» **To do**:
Check every line below, and copy those that include "instance".

» **Listed entries**:
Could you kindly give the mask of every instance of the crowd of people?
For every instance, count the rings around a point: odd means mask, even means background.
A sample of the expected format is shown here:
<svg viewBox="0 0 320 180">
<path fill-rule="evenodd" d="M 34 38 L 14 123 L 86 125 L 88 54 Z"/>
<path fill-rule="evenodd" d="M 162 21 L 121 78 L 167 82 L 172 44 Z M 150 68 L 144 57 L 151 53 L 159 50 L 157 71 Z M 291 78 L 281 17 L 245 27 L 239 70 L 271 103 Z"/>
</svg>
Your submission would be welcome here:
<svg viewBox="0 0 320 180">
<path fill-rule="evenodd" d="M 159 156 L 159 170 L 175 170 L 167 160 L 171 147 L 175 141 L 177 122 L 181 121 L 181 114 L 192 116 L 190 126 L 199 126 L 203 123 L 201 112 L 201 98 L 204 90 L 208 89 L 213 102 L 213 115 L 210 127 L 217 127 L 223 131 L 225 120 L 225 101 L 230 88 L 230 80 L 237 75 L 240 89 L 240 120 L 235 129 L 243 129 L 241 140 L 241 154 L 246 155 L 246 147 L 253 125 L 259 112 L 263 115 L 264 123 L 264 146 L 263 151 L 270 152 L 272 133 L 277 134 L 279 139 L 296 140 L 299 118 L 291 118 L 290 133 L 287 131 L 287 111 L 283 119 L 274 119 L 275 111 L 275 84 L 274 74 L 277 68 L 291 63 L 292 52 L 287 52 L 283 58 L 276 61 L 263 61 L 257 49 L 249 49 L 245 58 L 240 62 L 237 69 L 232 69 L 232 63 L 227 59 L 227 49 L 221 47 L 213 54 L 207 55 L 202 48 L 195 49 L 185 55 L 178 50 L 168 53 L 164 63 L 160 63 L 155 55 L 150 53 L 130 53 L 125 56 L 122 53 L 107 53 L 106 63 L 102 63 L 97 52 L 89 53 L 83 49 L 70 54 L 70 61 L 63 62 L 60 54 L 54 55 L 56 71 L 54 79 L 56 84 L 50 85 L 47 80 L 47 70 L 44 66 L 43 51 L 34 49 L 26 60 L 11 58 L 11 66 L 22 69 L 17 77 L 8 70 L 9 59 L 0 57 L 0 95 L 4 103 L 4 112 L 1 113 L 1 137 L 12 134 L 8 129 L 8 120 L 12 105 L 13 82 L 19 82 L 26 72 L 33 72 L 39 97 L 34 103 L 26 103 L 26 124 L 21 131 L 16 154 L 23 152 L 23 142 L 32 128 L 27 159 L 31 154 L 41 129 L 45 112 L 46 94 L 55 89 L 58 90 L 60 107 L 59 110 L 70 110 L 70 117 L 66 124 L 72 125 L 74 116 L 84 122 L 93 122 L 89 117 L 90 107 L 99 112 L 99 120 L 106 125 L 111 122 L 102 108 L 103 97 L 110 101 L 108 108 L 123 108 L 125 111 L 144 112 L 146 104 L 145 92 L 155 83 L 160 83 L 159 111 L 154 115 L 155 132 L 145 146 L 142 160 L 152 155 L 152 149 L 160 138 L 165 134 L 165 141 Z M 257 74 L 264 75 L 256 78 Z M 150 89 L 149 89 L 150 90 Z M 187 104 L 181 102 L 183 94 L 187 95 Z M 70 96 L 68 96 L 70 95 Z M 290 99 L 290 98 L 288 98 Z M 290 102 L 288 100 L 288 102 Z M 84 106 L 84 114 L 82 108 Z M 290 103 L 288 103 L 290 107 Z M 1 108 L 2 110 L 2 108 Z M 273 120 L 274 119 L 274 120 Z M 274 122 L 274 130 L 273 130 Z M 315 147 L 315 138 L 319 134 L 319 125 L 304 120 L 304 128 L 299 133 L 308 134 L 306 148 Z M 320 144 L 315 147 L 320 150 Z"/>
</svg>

» **Answer to this problem**:
Could you kindly give the mask of every instance of the crowd of people?
For every instance, count the rings around a point: odd means mask, even means background.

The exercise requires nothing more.